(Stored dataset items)
_ _ _

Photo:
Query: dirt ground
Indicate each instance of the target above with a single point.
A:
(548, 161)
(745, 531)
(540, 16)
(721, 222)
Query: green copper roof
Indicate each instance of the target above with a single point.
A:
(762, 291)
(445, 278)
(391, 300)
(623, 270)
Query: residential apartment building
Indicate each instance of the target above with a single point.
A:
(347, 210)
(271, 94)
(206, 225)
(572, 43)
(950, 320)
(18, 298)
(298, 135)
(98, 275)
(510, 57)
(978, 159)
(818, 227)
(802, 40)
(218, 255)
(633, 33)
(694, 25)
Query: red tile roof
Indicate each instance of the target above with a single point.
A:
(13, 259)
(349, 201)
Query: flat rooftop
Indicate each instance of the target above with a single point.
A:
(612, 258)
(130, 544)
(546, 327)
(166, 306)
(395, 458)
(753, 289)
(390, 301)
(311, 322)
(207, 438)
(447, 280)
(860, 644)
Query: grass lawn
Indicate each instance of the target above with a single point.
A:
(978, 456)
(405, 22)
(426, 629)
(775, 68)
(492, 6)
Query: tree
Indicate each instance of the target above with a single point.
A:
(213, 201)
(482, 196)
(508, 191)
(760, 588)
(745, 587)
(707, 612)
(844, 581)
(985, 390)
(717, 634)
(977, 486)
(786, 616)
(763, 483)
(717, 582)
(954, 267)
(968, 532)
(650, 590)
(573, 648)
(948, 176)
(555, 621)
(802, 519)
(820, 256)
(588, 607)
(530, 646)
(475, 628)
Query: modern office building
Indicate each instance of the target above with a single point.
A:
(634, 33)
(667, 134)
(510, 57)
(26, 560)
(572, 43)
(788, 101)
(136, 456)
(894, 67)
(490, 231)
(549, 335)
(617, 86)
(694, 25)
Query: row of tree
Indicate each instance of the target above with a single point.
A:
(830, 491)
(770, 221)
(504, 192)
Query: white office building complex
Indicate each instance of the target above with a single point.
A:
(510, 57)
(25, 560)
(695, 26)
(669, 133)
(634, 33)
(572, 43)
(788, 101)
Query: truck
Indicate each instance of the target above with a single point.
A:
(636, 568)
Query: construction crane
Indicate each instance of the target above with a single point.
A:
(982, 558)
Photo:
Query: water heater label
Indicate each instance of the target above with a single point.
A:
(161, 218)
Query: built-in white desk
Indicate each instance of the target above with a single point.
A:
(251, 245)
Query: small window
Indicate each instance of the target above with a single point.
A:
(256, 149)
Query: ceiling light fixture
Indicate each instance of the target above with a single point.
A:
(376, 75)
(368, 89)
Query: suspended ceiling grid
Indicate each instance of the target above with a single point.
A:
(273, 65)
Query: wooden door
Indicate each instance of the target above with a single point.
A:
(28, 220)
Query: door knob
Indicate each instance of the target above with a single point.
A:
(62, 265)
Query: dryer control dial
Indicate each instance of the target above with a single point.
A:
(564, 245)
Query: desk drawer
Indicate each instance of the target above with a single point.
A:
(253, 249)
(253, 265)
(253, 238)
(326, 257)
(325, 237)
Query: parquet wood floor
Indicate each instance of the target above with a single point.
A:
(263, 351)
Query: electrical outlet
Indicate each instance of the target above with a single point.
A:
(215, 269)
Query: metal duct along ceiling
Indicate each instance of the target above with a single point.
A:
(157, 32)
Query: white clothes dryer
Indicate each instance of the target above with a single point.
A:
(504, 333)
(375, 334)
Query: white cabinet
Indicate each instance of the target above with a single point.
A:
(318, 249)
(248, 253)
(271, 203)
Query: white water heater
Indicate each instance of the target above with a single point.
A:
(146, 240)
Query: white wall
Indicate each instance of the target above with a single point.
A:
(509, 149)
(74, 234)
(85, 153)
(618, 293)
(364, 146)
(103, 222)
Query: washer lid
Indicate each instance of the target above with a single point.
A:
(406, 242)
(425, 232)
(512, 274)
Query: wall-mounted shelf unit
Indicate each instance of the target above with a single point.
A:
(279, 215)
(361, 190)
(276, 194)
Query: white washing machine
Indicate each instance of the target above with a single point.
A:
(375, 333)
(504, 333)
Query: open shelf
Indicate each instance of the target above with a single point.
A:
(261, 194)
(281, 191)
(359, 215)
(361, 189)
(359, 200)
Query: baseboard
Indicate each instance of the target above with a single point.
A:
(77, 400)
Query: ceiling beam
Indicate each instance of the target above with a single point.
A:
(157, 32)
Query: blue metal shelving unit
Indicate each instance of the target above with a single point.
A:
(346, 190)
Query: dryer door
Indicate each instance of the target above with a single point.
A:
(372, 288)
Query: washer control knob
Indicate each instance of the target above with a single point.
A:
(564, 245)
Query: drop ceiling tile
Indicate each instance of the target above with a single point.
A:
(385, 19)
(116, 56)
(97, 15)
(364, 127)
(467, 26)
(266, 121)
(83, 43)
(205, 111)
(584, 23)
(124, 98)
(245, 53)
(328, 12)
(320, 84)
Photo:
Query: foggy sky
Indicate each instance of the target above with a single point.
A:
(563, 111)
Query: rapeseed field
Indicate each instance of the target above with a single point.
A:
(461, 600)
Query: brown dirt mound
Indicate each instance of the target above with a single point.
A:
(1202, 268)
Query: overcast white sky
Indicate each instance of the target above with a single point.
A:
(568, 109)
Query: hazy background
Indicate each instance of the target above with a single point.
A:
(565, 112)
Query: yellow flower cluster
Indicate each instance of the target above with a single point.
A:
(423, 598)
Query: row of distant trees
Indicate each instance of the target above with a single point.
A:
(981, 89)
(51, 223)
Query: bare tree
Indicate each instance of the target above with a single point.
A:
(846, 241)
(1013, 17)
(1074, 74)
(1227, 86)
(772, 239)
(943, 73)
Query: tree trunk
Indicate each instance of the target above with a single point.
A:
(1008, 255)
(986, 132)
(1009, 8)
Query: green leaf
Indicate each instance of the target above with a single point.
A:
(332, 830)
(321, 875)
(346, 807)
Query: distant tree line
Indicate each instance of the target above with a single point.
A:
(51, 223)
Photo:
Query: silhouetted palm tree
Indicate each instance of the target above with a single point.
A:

_ _ _

- _How to complete this task_
Retype each record in full, please.

- _Exercise response_
Photo:
Query: dirt ground
Indicate each instance of the target above with a single point.
A:
(548, 161)
(745, 531)
(540, 16)
(721, 222)
Query: green copper roof
Indicate each instance of the target above with a single point.
A:
(762, 291)
(445, 278)
(391, 300)
(623, 270)
Query: residential apartment building
Indicate each instance of the target above with a single point.
A:
(347, 210)
(271, 94)
(206, 225)
(572, 43)
(950, 320)
(18, 298)
(298, 135)
(98, 275)
(510, 57)
(978, 159)
(818, 227)
(802, 40)
(218, 255)
(633, 33)
(694, 25)
Query: red tile roof
Indicate each instance of the target above with a single point.
A:
(13, 259)
(349, 201)
Query: flat rooftop
Indicate each instance of the target above with a single point.
A:
(612, 258)
(130, 544)
(546, 327)
(166, 306)
(395, 458)
(753, 289)
(390, 301)
(311, 322)
(207, 438)
(447, 280)
(860, 644)
Query: grass lawn
Indicate each instance of the target above with a single point.
A:
(978, 456)
(405, 22)
(426, 629)
(775, 68)
(492, 6)
Query: tree
Indicate each instance of the target above with a single point.
A:
(213, 201)
(482, 196)
(508, 191)
(760, 588)
(745, 587)
(707, 612)
(844, 581)
(985, 390)
(717, 634)
(977, 486)
(786, 616)
(763, 483)
(717, 582)
(954, 267)
(968, 532)
(650, 590)
(573, 648)
(948, 176)
(555, 621)
(802, 519)
(820, 256)
(588, 607)
(530, 646)
(475, 628)
Query: modern office building
Indicate each instance of the target above with a single point.
A:
(634, 33)
(667, 134)
(510, 57)
(26, 560)
(572, 43)
(788, 101)
(136, 456)
(894, 67)
(490, 231)
(549, 335)
(617, 86)
(694, 25)
Query: row of tree
Indicate each instance of the target above with a single point.
A:
(830, 491)
(770, 221)
(504, 192)
Query: white office building complex
Indicate each instance of the target above with a single point.
A:
(510, 57)
(25, 560)
(695, 26)
(669, 133)
(634, 33)
(572, 43)
(788, 101)
Query: truck
Indicate each instance of the target above with a single point.
A:
(636, 568)
Query: construction crane
Indicate each instance of the target above with a single point.
A:
(982, 558)
Photo:
Query: water heater label
Indicate each instance of the target above with a single point.
A:
(161, 218)
Query: built-in white desk
Indicate each instance of the target above with a single point.
A:
(251, 245)
Query: small window
Indicate each instance of the target above with a single point.
A:
(256, 149)
Query: ceiling light fixture
Indicate each instance of the target above with a single point.
A:
(376, 75)
(368, 89)
Query: suspended ceiling grid
Indicate each instance of the target above with a single point.
A:
(273, 65)
Query: wooden door
Indicate each instance of the target above with a single point.
A:
(28, 220)
Query: door knob
Indicate each instance of the target above with a single point.
A:
(62, 265)
Query: dryer control dial
Indicate each instance of the target above with a single point.
A:
(564, 245)
Query: desk drawer
Indicate each instance of the target above with a single point.
A:
(253, 249)
(253, 265)
(253, 238)
(326, 257)
(325, 237)
Query: parquet wood floor
Indicate each instance of the target above with a single point.
A:
(263, 351)
Query: electrical outlet
Indicate each instance of the target above with a single point.
A:
(215, 269)
Query: metal duct along ceiling
Indicate each instance of the target above with a single point.
A:
(157, 32)
Query: white clothes dryer
Indicate each instance of the target above with a single point.
A:
(504, 333)
(375, 334)
Query: white cabinet
Indicate each instance of the target above with a single point.
A:
(318, 249)
(248, 253)
(271, 203)
Query: white water heater
Indicate each instance of the target above with a single point.
A:
(146, 240)
Query: white wall
Indicate each instance of the target above with a single point.
A:
(509, 149)
(74, 234)
(85, 153)
(618, 293)
(364, 146)
(103, 222)
Query: washer lid
Indicate each instance of the target above with a single point.
A:
(406, 242)
(425, 232)
(512, 274)
Query: wall-mounted shelf unit
Indicate each instance of the target above with a single point.
A:
(279, 215)
(361, 190)
(276, 194)
Query: white washing machine
Indicate each instance of the target above with a single point.
A:
(375, 333)
(504, 333)
Query: open shelf
Indicate each instance of the target above with a single point.
A:
(261, 194)
(281, 191)
(359, 215)
(361, 189)
(359, 200)
Query: baseboard
Indicate each instance of the target above with a single point.
A:
(77, 400)
Query: ceiling beam
Indicate each instance of the target above with a single point.
A:
(157, 32)
Query: blue metal shelving unit
Indicate each instance of the target above with a single point.
A:
(346, 190)
Query: dryer door
Indicate each instance of the target above with a single point.
A:
(372, 288)
Query: washer control knob
Indicate each instance of the target above with a single point.
A:
(564, 245)
Query: drop ceiling tile
Indicate each instance of the target above with a single point.
A:
(385, 19)
(116, 56)
(97, 15)
(364, 127)
(467, 26)
(266, 121)
(83, 43)
(205, 111)
(584, 23)
(124, 98)
(245, 53)
(328, 12)
(320, 84)
Photo:
Query: foggy sky
Indicate each instance of the target above with a single point.
A:
(563, 111)
Query: rapeseed field
Indicate each instance of the target above with a single point.
A:
(461, 600)
Query: brown dirt mound
Indicate each instance of the target above with a single point.
A:
(1202, 268)
Query: overcast white sky
Indicate each instance of the target above with a single point.
A:
(568, 109)
Query: hazy background
Indicate each instance of the target above with a single point.
A:
(565, 112)
Query: yellow flower cluster
Indicate each instance of the target above with a single point.
A:
(423, 598)
Query: row of distant trees
Indicate each instance of the target above with a single point.
A:
(981, 89)
(51, 223)
Query: bare tree
Indicate each instance of the target above with a single point.
A:
(846, 241)
(1013, 17)
(1074, 74)
(1227, 86)
(772, 239)
(943, 73)
Query: tree trunk
Indicate each instance of the target above with a single point.
A:
(1008, 255)
(986, 132)
(1009, 8)
Query: green leaf
Indicate each instance of the target above with a single point.
A:
(332, 830)
(321, 875)
(346, 807)
Query: distant tree line
Indicate each instance of the target above with a single point.
A:
(51, 223)
Photo:
Query: silhouetted palm tree
Indicate each instance of the target above with a single point.
A:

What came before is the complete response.